Consigna: Indica cuántas líneas de las filas contienen la palabra "foliage", teniendo en cuenta mayúsculas y minúsculas, y responde solo con el número.

++++++++++

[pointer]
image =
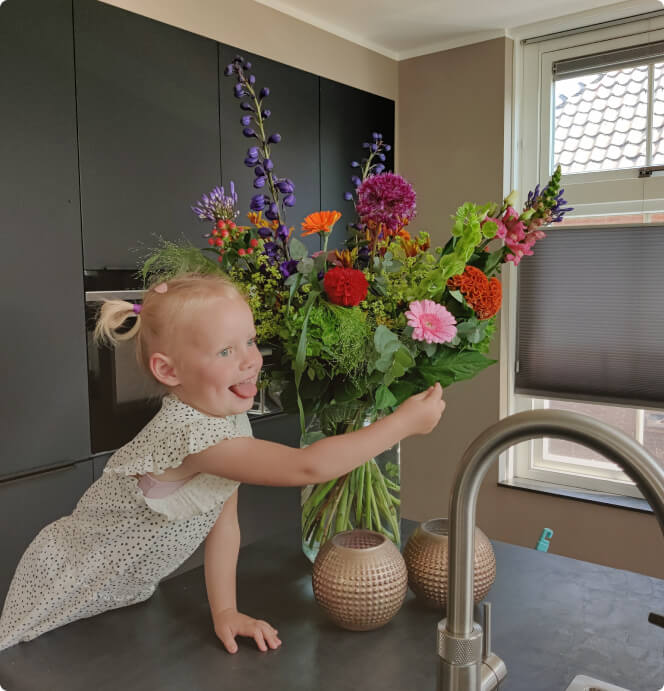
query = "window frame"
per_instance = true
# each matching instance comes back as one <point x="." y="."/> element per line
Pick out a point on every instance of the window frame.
<point x="532" y="131"/>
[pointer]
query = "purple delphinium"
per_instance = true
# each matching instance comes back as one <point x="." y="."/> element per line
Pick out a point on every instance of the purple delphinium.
<point x="288" y="267"/>
<point x="548" y="203"/>
<point x="259" y="156"/>
<point x="217" y="206"/>
<point x="373" y="164"/>
<point x="386" y="199"/>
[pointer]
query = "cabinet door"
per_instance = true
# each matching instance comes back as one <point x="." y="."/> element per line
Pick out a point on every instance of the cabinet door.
<point x="30" y="503"/>
<point x="348" y="116"/>
<point x="266" y="511"/>
<point x="293" y="102"/>
<point x="148" y="132"/>
<point x="44" y="405"/>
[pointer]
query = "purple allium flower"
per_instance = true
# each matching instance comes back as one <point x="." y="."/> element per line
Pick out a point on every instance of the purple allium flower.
<point x="288" y="267"/>
<point x="218" y="205"/>
<point x="257" y="202"/>
<point x="388" y="199"/>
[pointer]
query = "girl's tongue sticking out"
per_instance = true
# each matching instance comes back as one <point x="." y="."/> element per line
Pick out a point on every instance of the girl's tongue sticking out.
<point x="245" y="389"/>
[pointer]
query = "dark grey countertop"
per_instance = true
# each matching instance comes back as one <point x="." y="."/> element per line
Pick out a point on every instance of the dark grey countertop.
<point x="553" y="618"/>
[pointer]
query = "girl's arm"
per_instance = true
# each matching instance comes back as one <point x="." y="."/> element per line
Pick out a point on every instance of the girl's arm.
<point x="221" y="551"/>
<point x="261" y="462"/>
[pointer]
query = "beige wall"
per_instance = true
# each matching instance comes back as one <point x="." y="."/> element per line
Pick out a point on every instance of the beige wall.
<point x="453" y="115"/>
<point x="256" y="28"/>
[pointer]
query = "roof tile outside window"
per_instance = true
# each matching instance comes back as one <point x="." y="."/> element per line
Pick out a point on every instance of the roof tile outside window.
<point x="601" y="120"/>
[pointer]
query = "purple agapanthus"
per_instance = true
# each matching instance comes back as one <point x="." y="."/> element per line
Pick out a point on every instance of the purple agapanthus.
<point x="386" y="199"/>
<point x="218" y="205"/>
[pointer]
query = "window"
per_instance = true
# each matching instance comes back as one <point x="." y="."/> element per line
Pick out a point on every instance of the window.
<point x="593" y="102"/>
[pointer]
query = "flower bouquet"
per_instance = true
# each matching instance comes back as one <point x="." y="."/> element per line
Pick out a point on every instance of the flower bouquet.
<point x="356" y="330"/>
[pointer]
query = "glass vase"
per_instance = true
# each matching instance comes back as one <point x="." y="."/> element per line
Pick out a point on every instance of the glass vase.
<point x="367" y="497"/>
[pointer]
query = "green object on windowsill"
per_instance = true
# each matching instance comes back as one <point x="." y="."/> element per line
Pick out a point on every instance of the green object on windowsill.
<point x="543" y="542"/>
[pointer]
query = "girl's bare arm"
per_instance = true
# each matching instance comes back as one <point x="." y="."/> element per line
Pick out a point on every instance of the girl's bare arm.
<point x="261" y="462"/>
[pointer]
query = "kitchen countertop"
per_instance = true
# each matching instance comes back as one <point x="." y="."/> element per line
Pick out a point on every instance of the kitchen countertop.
<point x="553" y="618"/>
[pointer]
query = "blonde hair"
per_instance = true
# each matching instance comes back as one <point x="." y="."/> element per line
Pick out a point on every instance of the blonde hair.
<point x="163" y="304"/>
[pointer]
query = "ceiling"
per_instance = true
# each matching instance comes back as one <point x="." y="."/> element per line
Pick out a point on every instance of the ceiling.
<point x="401" y="29"/>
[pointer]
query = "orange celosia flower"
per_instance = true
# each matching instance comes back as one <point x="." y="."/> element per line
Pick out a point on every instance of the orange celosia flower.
<point x="319" y="222"/>
<point x="483" y="295"/>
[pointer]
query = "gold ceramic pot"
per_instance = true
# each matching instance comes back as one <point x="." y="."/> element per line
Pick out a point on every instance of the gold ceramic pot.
<point x="360" y="579"/>
<point x="426" y="556"/>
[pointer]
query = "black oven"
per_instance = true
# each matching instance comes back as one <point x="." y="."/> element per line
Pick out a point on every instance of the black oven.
<point x="123" y="398"/>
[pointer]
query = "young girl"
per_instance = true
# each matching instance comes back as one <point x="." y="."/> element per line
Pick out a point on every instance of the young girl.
<point x="175" y="484"/>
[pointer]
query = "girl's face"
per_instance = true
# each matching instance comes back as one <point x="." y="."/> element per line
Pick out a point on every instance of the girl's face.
<point x="216" y="360"/>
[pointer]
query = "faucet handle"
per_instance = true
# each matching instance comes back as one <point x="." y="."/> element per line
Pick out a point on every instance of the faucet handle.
<point x="486" y="626"/>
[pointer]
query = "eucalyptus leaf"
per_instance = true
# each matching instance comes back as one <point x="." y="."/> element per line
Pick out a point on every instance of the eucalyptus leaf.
<point x="449" y="366"/>
<point x="384" y="398"/>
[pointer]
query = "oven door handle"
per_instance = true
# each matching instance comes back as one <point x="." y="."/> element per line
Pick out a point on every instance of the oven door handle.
<point x="101" y="295"/>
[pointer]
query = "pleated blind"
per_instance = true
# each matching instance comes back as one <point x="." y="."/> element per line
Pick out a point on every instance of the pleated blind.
<point x="590" y="318"/>
<point x="610" y="60"/>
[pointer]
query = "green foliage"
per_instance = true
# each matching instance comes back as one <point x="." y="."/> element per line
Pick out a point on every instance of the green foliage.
<point x="171" y="259"/>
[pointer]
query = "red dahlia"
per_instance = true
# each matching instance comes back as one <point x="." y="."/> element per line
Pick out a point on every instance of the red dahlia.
<point x="347" y="287"/>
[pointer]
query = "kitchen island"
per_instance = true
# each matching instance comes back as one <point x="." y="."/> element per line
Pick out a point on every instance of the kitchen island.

++++++++++

Ejercicio resuelto: 2